Listed records =>
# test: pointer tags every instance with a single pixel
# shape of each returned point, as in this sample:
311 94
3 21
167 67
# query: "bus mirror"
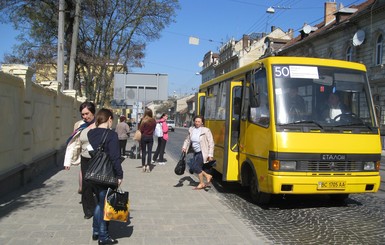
324 80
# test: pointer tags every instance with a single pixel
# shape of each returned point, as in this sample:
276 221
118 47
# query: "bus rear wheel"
257 196
338 197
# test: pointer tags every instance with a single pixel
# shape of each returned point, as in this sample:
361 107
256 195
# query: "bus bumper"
323 184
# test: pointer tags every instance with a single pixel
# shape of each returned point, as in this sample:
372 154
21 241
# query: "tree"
112 36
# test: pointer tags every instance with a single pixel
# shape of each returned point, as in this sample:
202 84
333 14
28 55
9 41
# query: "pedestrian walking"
200 139
103 122
123 131
147 127
162 140
77 153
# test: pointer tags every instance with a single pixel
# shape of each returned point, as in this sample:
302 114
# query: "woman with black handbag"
103 122
200 139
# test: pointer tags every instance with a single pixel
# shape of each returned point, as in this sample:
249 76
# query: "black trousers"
160 150
88 199
146 146
122 144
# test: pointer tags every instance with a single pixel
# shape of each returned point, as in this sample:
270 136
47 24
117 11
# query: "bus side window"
259 103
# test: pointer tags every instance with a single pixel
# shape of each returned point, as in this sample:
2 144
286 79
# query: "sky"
213 22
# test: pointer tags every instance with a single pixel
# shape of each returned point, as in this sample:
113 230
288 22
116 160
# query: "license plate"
331 185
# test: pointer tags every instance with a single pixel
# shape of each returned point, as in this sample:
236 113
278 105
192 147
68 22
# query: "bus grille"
329 166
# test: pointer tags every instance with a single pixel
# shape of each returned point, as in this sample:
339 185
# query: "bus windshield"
325 96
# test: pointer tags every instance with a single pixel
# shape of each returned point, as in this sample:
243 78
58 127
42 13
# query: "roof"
323 29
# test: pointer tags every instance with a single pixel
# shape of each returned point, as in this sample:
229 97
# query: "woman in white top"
201 140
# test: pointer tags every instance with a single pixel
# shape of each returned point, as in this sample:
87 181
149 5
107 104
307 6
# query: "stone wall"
35 123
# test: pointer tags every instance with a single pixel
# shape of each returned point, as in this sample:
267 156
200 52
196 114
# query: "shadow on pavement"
31 194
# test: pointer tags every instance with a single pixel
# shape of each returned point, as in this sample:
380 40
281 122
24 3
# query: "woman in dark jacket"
147 127
103 123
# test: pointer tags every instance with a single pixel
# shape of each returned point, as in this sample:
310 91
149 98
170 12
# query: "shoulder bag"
101 168
137 135
181 165
116 205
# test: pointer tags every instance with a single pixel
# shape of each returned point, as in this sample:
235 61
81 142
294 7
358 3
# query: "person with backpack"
161 132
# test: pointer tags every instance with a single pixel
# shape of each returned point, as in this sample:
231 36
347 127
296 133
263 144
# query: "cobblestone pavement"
312 219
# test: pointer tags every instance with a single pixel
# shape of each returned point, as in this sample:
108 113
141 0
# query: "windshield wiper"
300 122
354 124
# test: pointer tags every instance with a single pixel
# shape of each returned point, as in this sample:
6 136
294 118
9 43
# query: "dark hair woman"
200 139
147 127
103 122
162 141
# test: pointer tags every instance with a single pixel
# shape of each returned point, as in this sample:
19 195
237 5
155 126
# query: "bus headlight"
288 165
369 166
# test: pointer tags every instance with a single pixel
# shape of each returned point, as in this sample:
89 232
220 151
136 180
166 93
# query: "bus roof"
285 60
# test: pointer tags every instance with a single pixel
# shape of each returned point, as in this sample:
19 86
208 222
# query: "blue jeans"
197 162
100 227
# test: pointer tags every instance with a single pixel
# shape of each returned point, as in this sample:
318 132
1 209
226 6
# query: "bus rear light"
275 165
369 187
286 187
288 165
378 164
369 166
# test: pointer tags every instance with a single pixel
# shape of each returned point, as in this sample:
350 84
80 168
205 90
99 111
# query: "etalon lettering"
333 157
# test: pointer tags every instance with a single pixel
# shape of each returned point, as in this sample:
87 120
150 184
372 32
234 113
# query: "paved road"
48 212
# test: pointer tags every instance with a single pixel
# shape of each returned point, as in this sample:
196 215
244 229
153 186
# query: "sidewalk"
48 211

Brief =>
Without the pictures, restate all of the entries above verbatim.

Result below =>
# test: pointer tags every instance with a single pixel
# shape of each returned point, as in this sample:
311 94
3 21
167 67
# query: "bus mirror"
324 80
# test: pointer tags every instance with a single pixel
# shape of each returned point, as in this sample:
276 221
118 47
# query: "bus rear wheel"
257 196
338 197
# test: pointer tags every instance with a single pixel
# shape of each returned point, as in this sample:
361 107
256 195
# query: "bus bumper"
323 184
# test: pointer tags every instance with a single pixel
# shape of each returned point, as in this sample:
372 154
21 241
# query: "tree"
112 36
# test: pointer tags every instance with a single pixel
# shape of each returned point, as in this sample:
202 84
333 14
28 55
9 41
# query: "pedestrian walking"
200 139
103 122
123 131
147 127
162 140
77 153
# test: pointer tags every instance with a single pixel
# shape of each returned point, as in this sample:
302 114
# query: "woman with black handbag"
103 122
200 139
# test: pointer tags every instance with a single pixel
# shape of each returned point, as in this sample:
249 76
# query: "black trousers"
160 150
88 199
146 146
122 144
# test: pointer tags every instance with a single pixel
# shape of each returned point, as in this sample:
270 136
47 24
117 11
# query: "bus side window"
259 103
# test: pointer tags every instance with a single pixel
# shape of each returned point, as in this sample:
2 144
286 79
# query: "sky"
213 22
# test: pointer tags every instance with a single pixel
# shape of each returned point, as in this sample:
113 230
288 22
116 160
# query: "license plate"
331 185
# test: pointer tags every instance with a single pixel
# shape of each returned point, as in this sample:
236 113
278 105
192 147
68 22
# query: "bus grille"
329 166
# test: pointer tags every instance with a single pixel
# shape of each returned point, as in this sample:
339 185
# query: "bus windshield"
325 96
# test: pointer tags every instance with a single pixel
# shape of each returned point, as in this sample:
243 78
58 127
42 13
# query: "roof"
323 29
# test: pointer tags every instance with a single pixel
# shape of each returned point, as in this sample:
229 97
# query: "woman in white top"
201 140
# test: pointer tags every instance with a single pixel
# shape of each returned point, as in this sample:
87 181
149 5
107 104
307 6
# query: "stone wall"
35 123
# test: pointer tags every instance with a single pixel
# shape of each returned point, as in this sample:
267 156
200 52
196 114
# query: "shadow on pavement"
31 194
# test: pointer tags every instance with a single pixel
# shape of each returned point, as in this sample:
380 40
281 122
24 3
# query: "woman in dark jacket"
147 127
103 123
# test: pointer tags every instance with a single pixel
# shape of each returned point, as in this sample:
310 91
149 98
170 12
# query: "shoulder bag"
101 168
137 135
181 165
116 205
# test: pointer tags every instance with a single pixel
# shape of each returned point, as in this sample:
235 61
81 142
294 7
358 3
# query: "person with backpack"
161 132
# test: pointer tags every instance with a single pixel
# shape of each returned point, as in this sample:
231 36
347 127
296 133
263 144
# query: "cobblestone pavement"
312 219
# test: pointer tags every instance with a single pixel
# shape of each returned point, as in this sample:
108 113
141 0
# query: "windshield wiper"
300 122
354 124
# test: pointer tags every instance with a single pixel
# shape of each returned point, as in this sample:
6 136
294 118
9 43
# query: "dark hair woman"
200 139
147 127
103 122
162 141
# test: pointer tags every instance with a single pixel
# shape of each returned point, as in this sample:
19 195
237 5
155 126
# query: "bus headlight"
288 165
369 166
# test: pointer tags every instance with a single pixel
# shape of each returned point, as in this sample:
89 232
220 151
136 180
166 93
# query: "bus roof"
285 60
# test: pointer tags every instance with a single pixel
# shape of each returned point, as in this sample:
19 86
208 222
# query: "blue jeans"
197 162
100 227
# test: pointer tags every instance with a single pixel
# shape of each returned point, as in this sample:
318 132
1 209
226 6
# query: "bus rear light"
275 165
369 187
286 187
288 165
378 164
369 166
# test: pointer tags every instance with a single pixel
# shape of each returned point, as in this sample:
350 84
80 168
205 90
99 111
# query: "etalon lettering"
333 157
# test: pointer tags every instance with a single pixel
# shape of each returned point, as in this sample:
87 120
150 184
372 32
234 113
# query: "paved road"
48 212
# test: pointer tags every instance with a single pixel
# shape of each returned point, as in this sample:
196 215
244 229
153 186
# query: "sidewalk"
48 211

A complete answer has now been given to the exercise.